What is being asked: A complete answer retypes each of the records below precisely and includes none of the pictures.

Records for processing:
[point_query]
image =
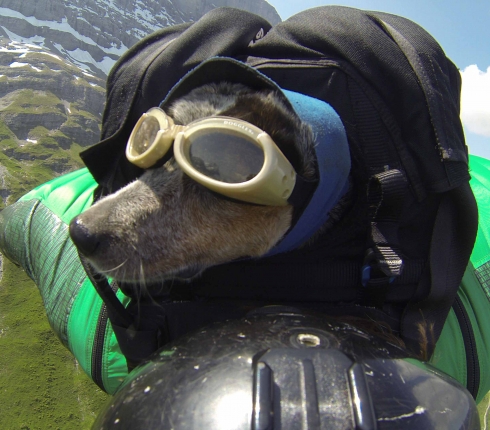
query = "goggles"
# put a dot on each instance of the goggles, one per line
(229, 156)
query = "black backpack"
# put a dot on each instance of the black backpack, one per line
(399, 253)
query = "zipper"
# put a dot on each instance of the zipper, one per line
(99, 342)
(472, 365)
(259, 62)
(98, 347)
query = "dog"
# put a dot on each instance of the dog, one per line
(164, 225)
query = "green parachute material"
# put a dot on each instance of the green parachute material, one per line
(474, 292)
(34, 234)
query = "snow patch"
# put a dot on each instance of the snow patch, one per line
(64, 27)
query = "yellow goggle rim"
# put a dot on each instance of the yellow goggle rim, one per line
(272, 185)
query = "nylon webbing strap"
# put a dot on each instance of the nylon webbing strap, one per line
(386, 195)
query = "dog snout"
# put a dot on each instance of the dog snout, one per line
(86, 242)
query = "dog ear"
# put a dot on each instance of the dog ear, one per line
(268, 112)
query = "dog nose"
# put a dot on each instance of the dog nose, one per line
(86, 242)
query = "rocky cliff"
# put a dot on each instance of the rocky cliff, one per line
(54, 58)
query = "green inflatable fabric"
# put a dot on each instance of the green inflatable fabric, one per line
(474, 293)
(34, 234)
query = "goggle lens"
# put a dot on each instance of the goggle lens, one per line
(225, 157)
(145, 135)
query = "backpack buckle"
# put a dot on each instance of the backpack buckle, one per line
(367, 269)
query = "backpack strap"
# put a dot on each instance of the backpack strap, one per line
(386, 193)
(451, 246)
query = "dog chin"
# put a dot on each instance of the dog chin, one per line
(186, 274)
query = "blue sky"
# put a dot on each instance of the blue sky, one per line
(462, 29)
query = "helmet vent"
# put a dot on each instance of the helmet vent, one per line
(308, 340)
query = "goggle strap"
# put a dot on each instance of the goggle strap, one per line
(302, 192)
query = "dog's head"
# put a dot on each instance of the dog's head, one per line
(165, 225)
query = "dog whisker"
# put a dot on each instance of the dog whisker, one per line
(108, 271)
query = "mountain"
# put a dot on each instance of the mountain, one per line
(94, 33)
(54, 59)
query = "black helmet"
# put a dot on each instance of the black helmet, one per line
(283, 369)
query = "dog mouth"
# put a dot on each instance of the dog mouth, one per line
(188, 273)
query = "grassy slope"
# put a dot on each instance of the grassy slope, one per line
(41, 386)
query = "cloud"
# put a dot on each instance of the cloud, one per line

Exercise output:
[point_query]
image =
query = "goggles"
# put a dot on each instance of the goggles, one per line
(229, 156)
query = "black backpack"
# put a dot on each instance of the black backpack, one per line
(399, 253)
query = "zipper"
# put a dot on each instance of the zipper, one per line
(99, 342)
(472, 365)
(259, 62)
(98, 347)
query = "dog"
# put a dot on each instance of the dog, one per line
(164, 225)
query = "green parachute material"
# put a dot on each instance of the green parachute material, one per line
(474, 292)
(34, 234)
query = "snow patch"
# put a dot on each instance of the snow patch, one per line
(64, 27)
query = "yellow goggle rim"
# put a dot on each instance of the yellow goggle rim, one per line
(272, 185)
query = "nylon webbing strap"
# put a dot on each instance of the nylon webbing strap, one per line
(386, 195)
query = "dog snout"
# put a dot on each instance of the dog snout, one per line
(86, 242)
query = "dog ear"
# put a dot on each instance of the dog ear, one per line
(268, 112)
query = "dog nose"
# put a dot on each instance of the dog nose, one per line
(86, 242)
query = "rocky cliff"
# put a dot on each instance of the rocky cliff, one per line
(54, 58)
query = "green inflatable fabric"
# put a dot on each instance of the green inflatable fabric, one per line
(474, 293)
(34, 234)
query = "goggle lens"
# put a dot on each instance of the goggle lens, one per line
(225, 157)
(145, 135)
query = "backpack buckle"
# put a dot on each instance of the backpack buckle, one per line
(367, 269)
query = "backpack strap"
# put a dot on each instance of the backpack strap, one per line
(386, 193)
(451, 246)
query = "dog chin"
# put a dot on each instance of the dog chin, one per line
(186, 274)
query = "blue sky"
# put a dot on each instance of the blue sky, one per line
(462, 29)
query = "helmet vent"
# put a dot on each instance of the helmet vent, one per line
(308, 340)
query = "goggle strap"
# put a dot on each instance of the goggle strap, one per line
(302, 192)
query = "dog's head"
# put a dot on each instance of the dog's head, one per line
(165, 225)
query = "dog whisker"
# put a dot on each instance of the dog whisker, one per line
(108, 271)
query = "mountain"
# put a dot on each instance of the mountain, one per line
(94, 33)
(54, 59)
query = "black helmet"
# put a dot on each instance of the black helmet, one per line
(283, 369)
query = "dog mouth"
# put a dot on each instance of the dog mouth, one per line
(188, 273)
query = "grassy slope"
# put a dot on each instance of the grassy slope, one per line
(41, 386)
query = "cloud"
# put a dot on each instance of the cloud, one per line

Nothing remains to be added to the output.